- _WHAT IS ASKED_
Print the records below unchanged, starting with the line that contains "label=kitchen drawer → get bounding box" and going on through the last line of the records.

((

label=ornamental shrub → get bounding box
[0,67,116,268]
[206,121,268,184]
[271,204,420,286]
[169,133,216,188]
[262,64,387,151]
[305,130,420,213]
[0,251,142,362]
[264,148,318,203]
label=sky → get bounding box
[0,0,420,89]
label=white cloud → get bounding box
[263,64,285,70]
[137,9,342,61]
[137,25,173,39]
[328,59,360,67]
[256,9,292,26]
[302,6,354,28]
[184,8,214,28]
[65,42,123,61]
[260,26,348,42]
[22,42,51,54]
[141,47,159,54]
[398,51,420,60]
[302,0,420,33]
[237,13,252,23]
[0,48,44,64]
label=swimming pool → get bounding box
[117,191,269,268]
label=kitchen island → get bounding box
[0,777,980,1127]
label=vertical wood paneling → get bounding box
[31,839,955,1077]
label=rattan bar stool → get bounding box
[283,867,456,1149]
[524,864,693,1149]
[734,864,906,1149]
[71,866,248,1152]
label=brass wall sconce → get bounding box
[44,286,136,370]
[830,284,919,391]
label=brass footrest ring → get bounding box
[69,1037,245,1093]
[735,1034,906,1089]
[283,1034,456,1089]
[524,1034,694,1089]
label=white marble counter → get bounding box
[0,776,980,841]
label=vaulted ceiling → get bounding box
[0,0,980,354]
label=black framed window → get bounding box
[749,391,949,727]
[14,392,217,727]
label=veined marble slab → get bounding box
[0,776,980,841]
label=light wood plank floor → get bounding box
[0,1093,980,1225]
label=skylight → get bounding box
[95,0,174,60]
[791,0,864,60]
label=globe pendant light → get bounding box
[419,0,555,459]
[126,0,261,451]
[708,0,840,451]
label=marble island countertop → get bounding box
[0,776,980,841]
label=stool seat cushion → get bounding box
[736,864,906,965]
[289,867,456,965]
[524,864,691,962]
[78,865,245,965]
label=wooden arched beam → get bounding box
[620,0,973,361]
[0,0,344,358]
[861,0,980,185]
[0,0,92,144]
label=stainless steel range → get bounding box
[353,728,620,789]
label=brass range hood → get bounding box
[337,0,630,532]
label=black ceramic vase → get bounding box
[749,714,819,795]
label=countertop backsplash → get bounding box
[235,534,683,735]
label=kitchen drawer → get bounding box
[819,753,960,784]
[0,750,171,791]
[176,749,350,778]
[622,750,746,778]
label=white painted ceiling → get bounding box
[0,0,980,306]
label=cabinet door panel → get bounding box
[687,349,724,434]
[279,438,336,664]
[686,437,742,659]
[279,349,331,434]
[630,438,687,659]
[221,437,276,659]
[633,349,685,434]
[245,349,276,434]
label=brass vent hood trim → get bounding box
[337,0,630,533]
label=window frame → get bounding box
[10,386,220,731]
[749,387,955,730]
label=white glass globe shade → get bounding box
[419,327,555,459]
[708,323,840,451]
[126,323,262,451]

))

- _RESPONSE BELOW_
label=kitchen drawer → get bounding box
[819,753,960,784]
[0,750,171,791]
[176,749,350,778]
[622,750,746,778]
label=white painted ceiling → get bounding box
[0,0,980,306]
label=cabinet door panel → get bounding box
[687,349,724,434]
[279,438,336,664]
[686,437,742,659]
[279,349,331,434]
[630,438,687,659]
[221,437,276,659]
[633,349,685,434]
[245,349,276,434]
label=brass vent hood trim → get bounding box
[337,0,630,533]
label=window frame → get bounding box
[10,386,220,731]
[749,387,955,730]
label=white glass globe shade → get bounding box
[419,327,555,459]
[708,323,840,451]
[126,323,262,451]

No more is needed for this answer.